**Task to carry out**
Please pull out each line in the items below that contains the string "cliff". Case counts.

**Stored rows**
***

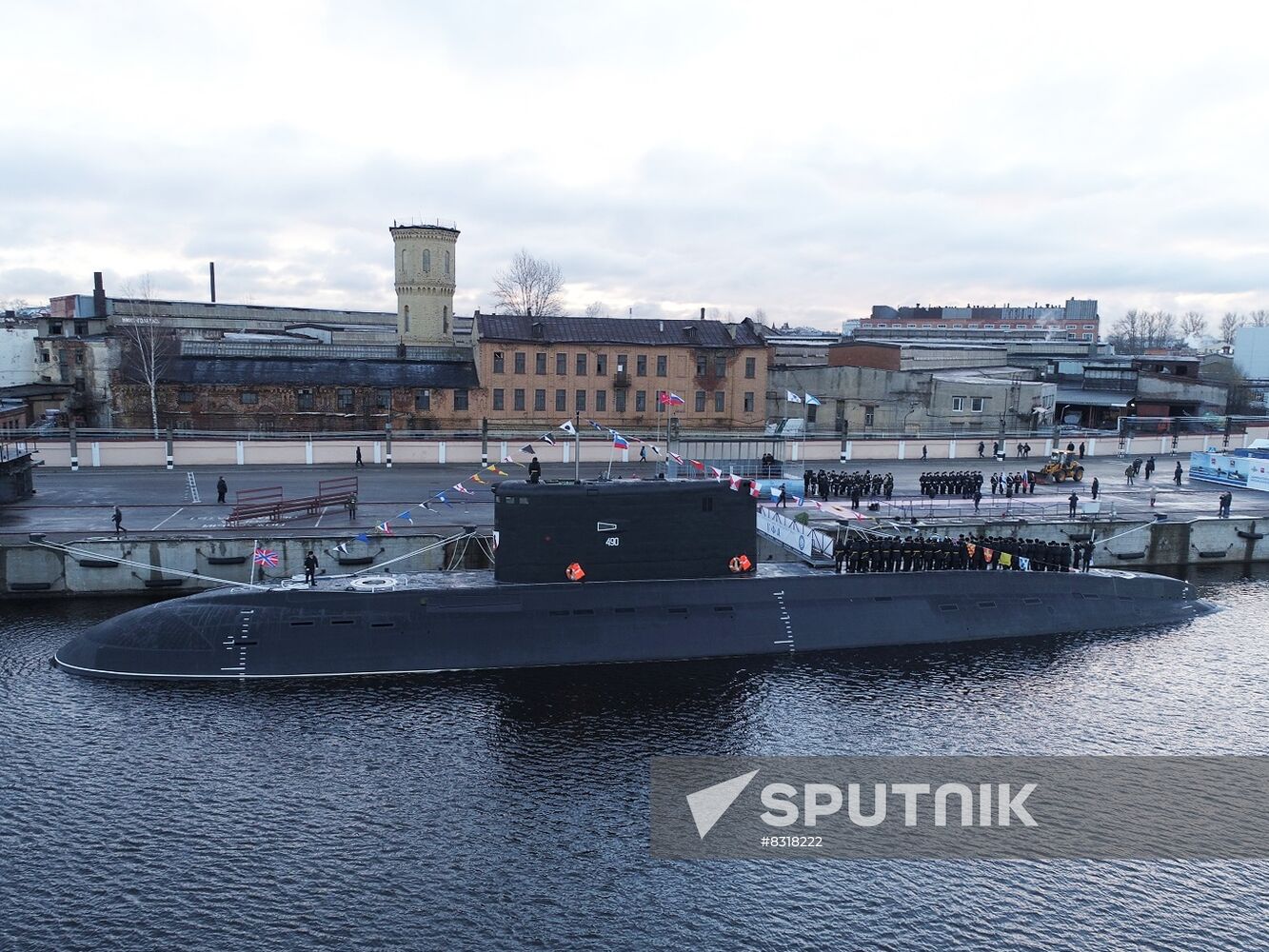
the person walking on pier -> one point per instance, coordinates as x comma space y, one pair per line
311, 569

***

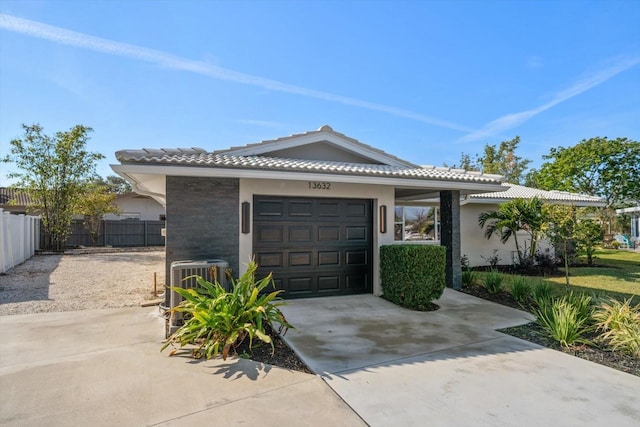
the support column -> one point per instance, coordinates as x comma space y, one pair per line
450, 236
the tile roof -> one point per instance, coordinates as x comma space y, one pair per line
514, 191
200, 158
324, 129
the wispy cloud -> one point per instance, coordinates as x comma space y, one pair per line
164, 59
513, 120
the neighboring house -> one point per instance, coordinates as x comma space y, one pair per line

***

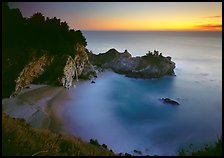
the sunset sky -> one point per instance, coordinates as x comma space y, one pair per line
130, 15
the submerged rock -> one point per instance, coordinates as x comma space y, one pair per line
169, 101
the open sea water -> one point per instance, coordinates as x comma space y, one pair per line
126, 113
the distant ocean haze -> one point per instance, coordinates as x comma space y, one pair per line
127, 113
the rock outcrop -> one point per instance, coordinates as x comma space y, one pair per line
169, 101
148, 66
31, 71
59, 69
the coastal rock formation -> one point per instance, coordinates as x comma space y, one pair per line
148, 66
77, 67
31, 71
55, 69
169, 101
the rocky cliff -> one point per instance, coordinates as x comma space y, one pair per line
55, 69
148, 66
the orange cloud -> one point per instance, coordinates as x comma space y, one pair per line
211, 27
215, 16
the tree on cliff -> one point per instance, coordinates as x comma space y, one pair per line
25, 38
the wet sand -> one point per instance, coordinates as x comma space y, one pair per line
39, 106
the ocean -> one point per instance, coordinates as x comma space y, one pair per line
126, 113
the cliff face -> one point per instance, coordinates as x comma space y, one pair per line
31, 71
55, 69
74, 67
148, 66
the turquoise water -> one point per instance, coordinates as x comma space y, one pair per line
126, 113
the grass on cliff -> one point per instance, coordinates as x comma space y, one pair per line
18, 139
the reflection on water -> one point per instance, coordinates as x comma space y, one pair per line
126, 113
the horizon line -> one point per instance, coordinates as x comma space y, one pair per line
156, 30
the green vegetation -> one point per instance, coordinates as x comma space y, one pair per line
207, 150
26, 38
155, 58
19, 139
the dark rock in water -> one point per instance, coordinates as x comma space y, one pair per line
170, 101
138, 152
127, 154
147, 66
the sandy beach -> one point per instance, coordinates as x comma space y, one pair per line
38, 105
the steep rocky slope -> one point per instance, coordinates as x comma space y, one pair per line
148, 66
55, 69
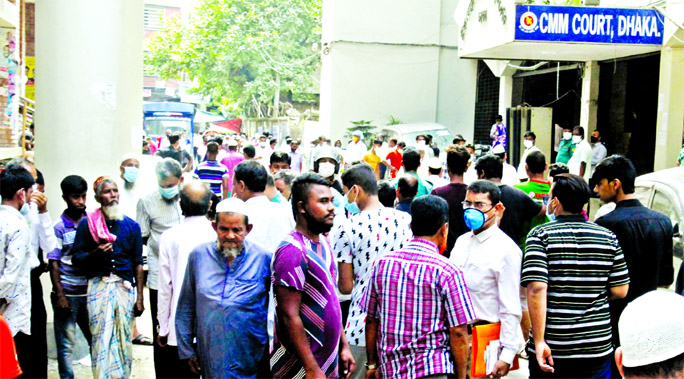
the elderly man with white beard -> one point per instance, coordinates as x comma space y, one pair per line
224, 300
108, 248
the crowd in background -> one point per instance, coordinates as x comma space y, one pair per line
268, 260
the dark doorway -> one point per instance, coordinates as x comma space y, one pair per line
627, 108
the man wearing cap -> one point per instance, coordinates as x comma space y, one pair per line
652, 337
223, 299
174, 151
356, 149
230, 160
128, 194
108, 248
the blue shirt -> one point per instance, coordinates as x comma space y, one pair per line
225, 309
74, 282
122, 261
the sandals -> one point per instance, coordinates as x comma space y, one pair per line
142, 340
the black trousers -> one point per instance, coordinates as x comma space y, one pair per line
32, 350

***

**Response**
the rocky cliff -> one point per instance, coordinates as x comma space y, one pair per line
the tree on cliff -> one point per instance, coordinates as x comma space y, one pair per line
the cliff face -> one point per instance, coordinates as x comma space y, one pair per line
the grass on cliff -> one point per instance, coordinates as x comma space y, one pair per line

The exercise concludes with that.